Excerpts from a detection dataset
— start —
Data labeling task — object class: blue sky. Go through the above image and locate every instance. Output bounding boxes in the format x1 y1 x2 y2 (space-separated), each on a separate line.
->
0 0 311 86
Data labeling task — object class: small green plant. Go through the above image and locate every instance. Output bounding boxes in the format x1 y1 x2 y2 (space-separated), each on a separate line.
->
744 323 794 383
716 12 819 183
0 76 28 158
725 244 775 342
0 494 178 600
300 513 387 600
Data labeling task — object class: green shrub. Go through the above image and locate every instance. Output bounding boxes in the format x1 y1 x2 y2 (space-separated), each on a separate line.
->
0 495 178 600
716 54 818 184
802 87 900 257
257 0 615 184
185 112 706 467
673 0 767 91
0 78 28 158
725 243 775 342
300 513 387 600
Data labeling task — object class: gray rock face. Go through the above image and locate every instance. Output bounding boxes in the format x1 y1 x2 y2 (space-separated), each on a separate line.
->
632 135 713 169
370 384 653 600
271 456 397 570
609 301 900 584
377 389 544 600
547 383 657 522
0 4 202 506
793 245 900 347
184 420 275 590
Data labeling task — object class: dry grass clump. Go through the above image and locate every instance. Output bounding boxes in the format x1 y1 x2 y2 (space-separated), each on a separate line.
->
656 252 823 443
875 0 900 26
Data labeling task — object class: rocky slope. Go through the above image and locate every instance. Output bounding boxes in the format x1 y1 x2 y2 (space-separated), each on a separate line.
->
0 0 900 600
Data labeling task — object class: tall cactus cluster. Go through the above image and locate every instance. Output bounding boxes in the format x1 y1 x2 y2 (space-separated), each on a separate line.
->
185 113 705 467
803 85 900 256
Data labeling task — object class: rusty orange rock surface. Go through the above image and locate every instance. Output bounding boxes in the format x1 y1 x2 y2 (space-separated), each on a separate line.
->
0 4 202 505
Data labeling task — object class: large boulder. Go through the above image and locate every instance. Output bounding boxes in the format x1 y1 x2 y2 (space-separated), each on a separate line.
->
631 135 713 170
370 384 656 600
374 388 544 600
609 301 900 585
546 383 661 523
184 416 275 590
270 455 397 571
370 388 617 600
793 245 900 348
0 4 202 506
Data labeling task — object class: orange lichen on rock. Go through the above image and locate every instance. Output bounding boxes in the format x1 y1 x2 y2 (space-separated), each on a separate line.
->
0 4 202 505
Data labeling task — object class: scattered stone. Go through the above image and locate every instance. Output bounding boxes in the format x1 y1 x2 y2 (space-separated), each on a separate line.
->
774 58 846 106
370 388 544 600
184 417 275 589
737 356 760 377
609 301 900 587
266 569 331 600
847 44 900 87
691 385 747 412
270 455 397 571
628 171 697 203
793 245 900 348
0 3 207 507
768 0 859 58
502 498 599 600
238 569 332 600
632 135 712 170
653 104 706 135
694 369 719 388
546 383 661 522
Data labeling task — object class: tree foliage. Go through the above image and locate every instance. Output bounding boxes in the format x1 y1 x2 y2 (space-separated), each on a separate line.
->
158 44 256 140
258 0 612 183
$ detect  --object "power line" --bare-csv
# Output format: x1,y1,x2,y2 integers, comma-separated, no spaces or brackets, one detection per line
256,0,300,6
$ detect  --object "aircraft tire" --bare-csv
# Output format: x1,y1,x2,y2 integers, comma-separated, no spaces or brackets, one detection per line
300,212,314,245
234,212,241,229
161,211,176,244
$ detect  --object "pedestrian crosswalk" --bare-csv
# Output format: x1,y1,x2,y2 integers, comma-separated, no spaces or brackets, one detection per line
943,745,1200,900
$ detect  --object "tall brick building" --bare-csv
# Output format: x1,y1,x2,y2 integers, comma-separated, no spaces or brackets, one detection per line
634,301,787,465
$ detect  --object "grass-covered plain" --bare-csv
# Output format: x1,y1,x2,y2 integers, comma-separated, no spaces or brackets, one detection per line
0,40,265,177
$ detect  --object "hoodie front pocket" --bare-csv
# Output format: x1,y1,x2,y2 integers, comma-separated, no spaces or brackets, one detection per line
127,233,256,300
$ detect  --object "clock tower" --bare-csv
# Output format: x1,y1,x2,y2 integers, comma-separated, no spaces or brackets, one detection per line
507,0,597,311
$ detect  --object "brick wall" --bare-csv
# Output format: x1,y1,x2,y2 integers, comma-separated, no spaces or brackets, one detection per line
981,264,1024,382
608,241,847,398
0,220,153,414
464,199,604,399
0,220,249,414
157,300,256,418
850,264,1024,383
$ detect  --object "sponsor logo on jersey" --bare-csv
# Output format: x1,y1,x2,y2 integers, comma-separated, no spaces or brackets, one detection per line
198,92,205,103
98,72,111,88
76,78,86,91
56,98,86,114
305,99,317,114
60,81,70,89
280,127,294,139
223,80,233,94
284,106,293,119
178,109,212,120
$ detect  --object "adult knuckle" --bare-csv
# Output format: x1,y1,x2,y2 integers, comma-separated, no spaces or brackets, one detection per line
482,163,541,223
— end —
*DESCRIPTION OF THE TASK:*
Repeat the lines of the entries above verbatim, from the line that contains "Data labeling task — object class: dry" through the line that contains "875 0 900 26", including both of those lines.

*FINAL RESULT:*
Data labeling task — object class: dry grass clump. Go through the above image and locate every instance. Output bounding boxes in the format x1 y1 x2 y2 (space-separated), each on a separate line.
->
656 252 823 443
875 0 900 26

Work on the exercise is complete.